--- Raw data ---

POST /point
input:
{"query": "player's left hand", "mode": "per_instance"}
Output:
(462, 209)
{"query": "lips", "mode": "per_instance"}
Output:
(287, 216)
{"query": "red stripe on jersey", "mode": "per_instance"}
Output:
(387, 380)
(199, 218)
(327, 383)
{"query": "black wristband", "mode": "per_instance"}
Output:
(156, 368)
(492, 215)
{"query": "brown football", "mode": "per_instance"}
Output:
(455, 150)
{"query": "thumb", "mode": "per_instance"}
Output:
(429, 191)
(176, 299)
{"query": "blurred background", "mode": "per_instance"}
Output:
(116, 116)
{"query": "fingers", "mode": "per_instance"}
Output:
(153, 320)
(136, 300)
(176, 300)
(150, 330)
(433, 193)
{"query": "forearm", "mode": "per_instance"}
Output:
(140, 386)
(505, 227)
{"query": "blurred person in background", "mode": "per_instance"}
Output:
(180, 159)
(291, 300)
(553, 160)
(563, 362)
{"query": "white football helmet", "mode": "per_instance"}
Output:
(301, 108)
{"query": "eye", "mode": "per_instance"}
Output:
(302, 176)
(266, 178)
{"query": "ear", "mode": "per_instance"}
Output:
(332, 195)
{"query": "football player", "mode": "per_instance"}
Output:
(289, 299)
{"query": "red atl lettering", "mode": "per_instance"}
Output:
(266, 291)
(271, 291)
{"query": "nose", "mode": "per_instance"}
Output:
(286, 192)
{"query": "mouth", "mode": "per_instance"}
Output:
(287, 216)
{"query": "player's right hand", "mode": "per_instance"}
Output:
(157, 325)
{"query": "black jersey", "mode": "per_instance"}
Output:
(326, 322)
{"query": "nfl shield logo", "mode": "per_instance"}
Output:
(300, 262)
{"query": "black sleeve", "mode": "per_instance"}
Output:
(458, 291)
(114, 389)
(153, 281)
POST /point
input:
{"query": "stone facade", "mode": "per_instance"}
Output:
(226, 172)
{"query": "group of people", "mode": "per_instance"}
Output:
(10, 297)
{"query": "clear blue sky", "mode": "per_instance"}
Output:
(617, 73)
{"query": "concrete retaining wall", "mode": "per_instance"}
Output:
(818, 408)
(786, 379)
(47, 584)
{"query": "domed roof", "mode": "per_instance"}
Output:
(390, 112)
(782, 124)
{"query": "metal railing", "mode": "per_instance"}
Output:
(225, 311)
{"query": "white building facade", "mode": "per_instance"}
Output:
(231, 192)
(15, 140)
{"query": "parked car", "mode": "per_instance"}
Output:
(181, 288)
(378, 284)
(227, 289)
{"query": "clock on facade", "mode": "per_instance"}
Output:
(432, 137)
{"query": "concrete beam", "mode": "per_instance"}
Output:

---

→ Required work: Nothing is to be altered; retype each entry exactly.

→ Answer for this exercise:
POST /point
input:
{"query": "player's left hand", "mode": "per_instance"}
Output:
(462, 209)
{"query": "lips", "mode": "per_instance"}
Output:
(287, 216)
{"query": "red stripe on jersey", "mode": "per_instance"}
Output:
(387, 380)
(199, 218)
(327, 383)
{"query": "black wristband", "mode": "per_instance"}
Output:
(156, 368)
(492, 215)
{"query": "brown football", "mode": "per_instance"}
Output:
(455, 150)
{"query": "thumb", "mode": "per_instance"}
Output:
(429, 191)
(176, 299)
{"query": "blurred background", "mode": "per_instance"}
Output:
(116, 116)
{"query": "fingers", "mode": "per_instance"}
Output:
(153, 320)
(136, 300)
(176, 300)
(150, 330)
(433, 193)
{"query": "forearm", "mode": "per_instance"}
Output:
(140, 386)
(505, 227)
{"query": "blurred person in background", "mode": "per_instance"}
Output:
(180, 159)
(291, 300)
(553, 160)
(563, 362)
{"query": "white football helmet", "mode": "per_instance"}
Output:
(301, 108)
{"query": "eye", "mode": "per_instance"}
Output:
(302, 176)
(266, 178)
{"query": "ear", "mode": "per_instance"}
Output:
(332, 195)
{"query": "football player", "mode": "per_instance"}
Output:
(289, 299)
{"query": "red atl lettering", "mode": "per_instance"}
Output:
(266, 291)
(271, 291)
{"query": "nose", "mode": "per_instance"}
Output:
(286, 192)
{"query": "mouth", "mode": "per_instance"}
Output:
(287, 216)
{"query": "player's right hand", "mode": "per_instance"}
Output:
(157, 325)
{"query": "black jersey", "mode": "per_instance"}
Output:
(326, 322)
{"query": "nfl shield logo", "mode": "per_instance"}
Output:
(300, 262)
{"query": "black sleeve", "mode": "per_instance"}
Output:
(458, 291)
(114, 389)
(153, 281)
POST /point
input:
{"query": "stone facade", "mode": "per_instance"}
Output:
(226, 172)
{"query": "group of people", "mode": "per_instance"}
Output:
(10, 297)
{"query": "clear blue sky", "mode": "per_instance"}
Output:
(617, 73)
{"query": "concrete retaining wall", "mode": "per_instance"}
Output:
(818, 408)
(786, 379)
(47, 584)
{"query": "domed roof", "mode": "per_instance"}
Output:
(390, 112)
(782, 124)
{"query": "metal railing", "mode": "per_instance"}
Output:
(225, 311)
{"query": "white building facade", "mode": "per_instance"}
Output:
(231, 192)
(15, 140)
{"query": "parked car", "mode": "per_instance"}
Output:
(181, 288)
(378, 284)
(227, 289)
{"query": "clock on facade", "mode": "per_instance"}
Output:
(432, 137)
{"query": "concrete beam", "mode": "per_instance"}
Output:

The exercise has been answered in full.